## LISTING
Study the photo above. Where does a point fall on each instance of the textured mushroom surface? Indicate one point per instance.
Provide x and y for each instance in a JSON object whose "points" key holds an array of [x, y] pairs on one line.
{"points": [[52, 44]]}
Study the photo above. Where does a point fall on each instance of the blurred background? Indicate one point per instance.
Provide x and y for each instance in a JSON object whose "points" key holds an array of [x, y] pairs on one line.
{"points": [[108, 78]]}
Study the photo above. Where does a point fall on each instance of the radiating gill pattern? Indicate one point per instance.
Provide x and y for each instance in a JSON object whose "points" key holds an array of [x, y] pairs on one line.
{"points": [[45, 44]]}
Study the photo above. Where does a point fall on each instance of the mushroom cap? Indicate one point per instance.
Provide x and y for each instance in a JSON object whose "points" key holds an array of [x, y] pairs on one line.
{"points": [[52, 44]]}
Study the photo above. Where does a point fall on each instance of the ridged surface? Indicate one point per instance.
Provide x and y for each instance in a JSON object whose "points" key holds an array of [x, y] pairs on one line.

## WHAT IS NEEDED
Write out all of the entries above word for word, leaving every line unchanged.

## ANSWER
Study the photo above. Where does a point fall on each instance of the textured mushroom surface? Indicate one point per instance.
Provide x and y for each instance in a JSON object whose "points" key holds an array of [x, y] pairs on one line.
{"points": [[52, 44]]}
Study the photo above. Where does a point fall on each instance of the blurred background? Indicate one point per instance.
Provide x and y for each instance in a JSON object whose "points" key holds an array of [x, y] pairs on one line.
{"points": [[108, 78]]}
Study the photo above. Where does a point fall on each instance of the radiating gill pattern? Indicate one point per instance.
Provide x and y for each instance in a JSON object whose "points" key holds an array of [x, y] pairs on one line.
{"points": [[45, 44]]}
Study the photo above. Where does a point fall on each instance of the mushroom cap? Indicate one point per instance.
Provide x and y for each instance in a JSON object whose "points" key holds an array of [x, y] pairs on one line.
{"points": [[52, 44]]}
Study the photo above. Where does a point fall on each instance of the ridged surface? Indicate one point per instance.
Provide x and y for each instance in a JSON object whose "points" key holds an array of [x, y] pairs on one line.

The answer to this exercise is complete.